Dataset entries:
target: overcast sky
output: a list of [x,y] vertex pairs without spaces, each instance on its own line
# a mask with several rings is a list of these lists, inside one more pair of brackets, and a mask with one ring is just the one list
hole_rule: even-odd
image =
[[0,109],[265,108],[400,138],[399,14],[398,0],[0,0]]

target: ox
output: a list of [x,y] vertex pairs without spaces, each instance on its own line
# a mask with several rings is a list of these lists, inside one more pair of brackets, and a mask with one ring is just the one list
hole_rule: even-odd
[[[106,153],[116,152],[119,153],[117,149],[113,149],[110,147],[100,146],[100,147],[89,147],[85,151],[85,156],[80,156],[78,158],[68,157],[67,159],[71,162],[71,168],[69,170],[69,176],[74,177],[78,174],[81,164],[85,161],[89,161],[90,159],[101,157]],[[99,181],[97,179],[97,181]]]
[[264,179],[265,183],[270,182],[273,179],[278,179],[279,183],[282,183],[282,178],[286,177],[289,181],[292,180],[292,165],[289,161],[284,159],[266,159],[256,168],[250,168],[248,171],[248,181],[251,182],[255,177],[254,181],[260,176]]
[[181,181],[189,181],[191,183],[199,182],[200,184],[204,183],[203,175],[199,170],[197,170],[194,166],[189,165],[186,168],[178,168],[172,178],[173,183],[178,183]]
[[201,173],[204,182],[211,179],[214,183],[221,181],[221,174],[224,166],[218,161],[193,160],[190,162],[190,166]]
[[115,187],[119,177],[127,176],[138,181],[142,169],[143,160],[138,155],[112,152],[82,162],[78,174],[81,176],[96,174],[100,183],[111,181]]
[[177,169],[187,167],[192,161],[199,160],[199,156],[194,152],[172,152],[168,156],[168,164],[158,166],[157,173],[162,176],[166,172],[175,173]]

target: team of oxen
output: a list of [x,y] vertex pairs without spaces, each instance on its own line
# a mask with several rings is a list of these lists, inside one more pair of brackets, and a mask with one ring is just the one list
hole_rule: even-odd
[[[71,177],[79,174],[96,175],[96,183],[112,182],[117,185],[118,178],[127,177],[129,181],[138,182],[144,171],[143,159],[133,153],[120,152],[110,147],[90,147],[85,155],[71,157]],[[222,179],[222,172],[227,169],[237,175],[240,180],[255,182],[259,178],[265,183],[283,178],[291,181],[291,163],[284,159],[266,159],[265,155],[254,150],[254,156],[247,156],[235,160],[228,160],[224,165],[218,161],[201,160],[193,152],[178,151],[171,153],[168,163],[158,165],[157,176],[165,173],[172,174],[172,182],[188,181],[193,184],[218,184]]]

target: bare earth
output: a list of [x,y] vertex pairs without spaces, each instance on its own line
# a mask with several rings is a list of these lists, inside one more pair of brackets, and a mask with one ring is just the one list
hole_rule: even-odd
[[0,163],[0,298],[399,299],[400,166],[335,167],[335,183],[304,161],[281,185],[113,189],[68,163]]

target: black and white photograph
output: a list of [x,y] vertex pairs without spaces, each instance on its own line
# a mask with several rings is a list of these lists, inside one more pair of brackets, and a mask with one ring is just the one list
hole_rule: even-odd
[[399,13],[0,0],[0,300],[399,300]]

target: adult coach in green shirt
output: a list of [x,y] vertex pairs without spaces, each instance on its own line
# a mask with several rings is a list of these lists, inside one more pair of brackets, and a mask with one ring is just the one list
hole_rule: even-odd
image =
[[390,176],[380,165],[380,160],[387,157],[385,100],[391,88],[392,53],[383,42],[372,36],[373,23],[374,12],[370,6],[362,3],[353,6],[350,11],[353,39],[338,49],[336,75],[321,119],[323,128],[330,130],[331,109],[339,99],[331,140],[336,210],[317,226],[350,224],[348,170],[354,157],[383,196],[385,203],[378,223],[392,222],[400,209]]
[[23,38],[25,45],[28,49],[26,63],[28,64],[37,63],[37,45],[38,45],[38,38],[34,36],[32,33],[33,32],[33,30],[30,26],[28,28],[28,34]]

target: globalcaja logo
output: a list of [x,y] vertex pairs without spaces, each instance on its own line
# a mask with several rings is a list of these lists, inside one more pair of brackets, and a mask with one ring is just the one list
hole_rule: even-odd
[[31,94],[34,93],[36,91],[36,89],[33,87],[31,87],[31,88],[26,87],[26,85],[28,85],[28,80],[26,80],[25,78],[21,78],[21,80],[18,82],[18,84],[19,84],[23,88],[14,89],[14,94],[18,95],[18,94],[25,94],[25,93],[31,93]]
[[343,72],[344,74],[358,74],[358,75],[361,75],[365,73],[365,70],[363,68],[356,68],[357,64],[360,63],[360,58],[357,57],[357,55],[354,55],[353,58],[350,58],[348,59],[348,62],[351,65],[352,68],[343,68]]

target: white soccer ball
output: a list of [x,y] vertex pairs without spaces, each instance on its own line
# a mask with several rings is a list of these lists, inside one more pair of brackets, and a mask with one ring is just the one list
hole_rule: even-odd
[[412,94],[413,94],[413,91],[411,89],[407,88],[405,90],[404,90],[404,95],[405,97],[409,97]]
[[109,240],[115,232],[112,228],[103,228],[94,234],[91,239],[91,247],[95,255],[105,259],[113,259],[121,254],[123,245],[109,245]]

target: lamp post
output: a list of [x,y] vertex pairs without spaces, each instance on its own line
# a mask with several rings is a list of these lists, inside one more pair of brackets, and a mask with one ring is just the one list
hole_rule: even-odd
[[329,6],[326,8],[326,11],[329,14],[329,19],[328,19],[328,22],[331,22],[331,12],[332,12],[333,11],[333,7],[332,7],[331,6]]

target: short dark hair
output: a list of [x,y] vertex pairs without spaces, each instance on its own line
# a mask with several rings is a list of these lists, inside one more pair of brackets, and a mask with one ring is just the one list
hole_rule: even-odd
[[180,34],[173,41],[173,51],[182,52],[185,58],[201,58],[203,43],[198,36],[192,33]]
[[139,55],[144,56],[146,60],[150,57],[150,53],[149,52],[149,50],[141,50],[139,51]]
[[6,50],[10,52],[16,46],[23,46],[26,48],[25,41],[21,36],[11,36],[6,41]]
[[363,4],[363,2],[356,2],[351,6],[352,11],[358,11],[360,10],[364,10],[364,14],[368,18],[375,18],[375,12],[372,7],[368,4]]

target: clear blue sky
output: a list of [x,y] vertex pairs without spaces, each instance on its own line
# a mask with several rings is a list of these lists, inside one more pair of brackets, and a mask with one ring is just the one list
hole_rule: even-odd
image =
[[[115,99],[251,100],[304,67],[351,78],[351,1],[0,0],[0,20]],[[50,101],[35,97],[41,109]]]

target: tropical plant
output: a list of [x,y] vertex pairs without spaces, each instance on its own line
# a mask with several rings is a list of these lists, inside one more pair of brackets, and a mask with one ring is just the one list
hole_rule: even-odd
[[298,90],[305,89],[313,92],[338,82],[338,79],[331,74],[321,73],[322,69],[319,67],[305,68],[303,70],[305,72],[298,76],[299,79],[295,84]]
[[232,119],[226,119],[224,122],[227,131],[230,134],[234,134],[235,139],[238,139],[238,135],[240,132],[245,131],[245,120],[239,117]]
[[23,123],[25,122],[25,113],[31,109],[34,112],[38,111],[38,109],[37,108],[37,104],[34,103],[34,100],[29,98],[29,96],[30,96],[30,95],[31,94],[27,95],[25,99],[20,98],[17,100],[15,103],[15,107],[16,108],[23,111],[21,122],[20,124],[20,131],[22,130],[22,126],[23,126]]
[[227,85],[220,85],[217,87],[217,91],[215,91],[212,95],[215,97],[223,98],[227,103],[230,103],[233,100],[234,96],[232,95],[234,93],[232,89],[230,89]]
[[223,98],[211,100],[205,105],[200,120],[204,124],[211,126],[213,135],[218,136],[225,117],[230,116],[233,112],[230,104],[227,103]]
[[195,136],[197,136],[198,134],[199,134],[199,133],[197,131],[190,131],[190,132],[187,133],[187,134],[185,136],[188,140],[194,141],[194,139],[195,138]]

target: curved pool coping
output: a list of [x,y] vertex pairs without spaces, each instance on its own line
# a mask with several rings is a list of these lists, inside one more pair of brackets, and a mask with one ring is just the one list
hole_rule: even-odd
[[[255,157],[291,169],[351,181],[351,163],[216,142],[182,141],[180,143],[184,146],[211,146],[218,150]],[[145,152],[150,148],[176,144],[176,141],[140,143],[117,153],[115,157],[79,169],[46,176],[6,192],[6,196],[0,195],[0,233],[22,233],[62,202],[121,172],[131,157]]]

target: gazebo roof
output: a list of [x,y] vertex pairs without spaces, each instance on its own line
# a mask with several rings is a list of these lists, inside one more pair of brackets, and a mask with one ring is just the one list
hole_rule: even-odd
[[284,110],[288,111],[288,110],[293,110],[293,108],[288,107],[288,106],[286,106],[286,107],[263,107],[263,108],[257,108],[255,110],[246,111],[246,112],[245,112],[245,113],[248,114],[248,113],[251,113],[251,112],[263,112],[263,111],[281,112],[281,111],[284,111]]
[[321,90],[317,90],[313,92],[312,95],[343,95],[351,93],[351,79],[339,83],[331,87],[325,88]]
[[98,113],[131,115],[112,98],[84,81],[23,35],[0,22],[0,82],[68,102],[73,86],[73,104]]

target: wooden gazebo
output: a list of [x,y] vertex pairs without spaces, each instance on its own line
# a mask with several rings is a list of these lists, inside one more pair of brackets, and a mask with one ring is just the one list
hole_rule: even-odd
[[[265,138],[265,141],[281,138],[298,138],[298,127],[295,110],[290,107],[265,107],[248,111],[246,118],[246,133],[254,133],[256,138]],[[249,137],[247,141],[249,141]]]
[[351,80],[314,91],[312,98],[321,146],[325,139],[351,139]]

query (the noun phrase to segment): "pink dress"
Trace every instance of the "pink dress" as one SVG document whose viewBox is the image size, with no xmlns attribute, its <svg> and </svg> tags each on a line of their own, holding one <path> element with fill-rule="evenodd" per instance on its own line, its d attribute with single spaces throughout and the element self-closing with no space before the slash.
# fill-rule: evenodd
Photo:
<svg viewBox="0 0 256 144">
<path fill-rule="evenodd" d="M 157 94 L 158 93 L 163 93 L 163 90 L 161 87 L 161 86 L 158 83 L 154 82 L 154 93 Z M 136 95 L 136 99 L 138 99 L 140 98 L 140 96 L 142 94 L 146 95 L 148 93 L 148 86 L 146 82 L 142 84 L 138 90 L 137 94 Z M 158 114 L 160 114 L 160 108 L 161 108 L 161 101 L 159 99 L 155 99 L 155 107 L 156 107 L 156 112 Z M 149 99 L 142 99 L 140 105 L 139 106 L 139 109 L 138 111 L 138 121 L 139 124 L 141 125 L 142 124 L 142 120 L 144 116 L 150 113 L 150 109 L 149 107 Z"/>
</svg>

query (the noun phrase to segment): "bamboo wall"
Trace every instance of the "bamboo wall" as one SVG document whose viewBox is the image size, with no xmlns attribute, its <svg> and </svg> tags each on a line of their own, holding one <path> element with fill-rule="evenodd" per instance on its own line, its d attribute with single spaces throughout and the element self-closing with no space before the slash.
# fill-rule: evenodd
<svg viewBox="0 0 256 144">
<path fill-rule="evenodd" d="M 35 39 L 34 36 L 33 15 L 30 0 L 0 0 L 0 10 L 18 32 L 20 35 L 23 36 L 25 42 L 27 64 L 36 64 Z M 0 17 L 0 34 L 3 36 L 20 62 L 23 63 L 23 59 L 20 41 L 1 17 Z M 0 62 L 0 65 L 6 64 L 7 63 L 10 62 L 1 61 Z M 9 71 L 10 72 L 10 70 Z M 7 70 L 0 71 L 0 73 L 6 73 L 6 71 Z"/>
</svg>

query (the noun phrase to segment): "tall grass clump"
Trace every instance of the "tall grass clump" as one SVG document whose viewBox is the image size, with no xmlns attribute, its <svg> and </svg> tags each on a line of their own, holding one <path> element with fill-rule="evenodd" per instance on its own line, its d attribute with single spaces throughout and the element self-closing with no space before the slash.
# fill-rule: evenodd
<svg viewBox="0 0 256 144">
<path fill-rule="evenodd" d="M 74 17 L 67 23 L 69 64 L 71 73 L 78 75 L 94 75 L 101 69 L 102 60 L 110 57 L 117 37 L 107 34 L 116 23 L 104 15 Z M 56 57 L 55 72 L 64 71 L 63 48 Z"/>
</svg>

Direction:
Count the lines in the data above that contain the string "holding", and reply with that number only.

Worked answer:
3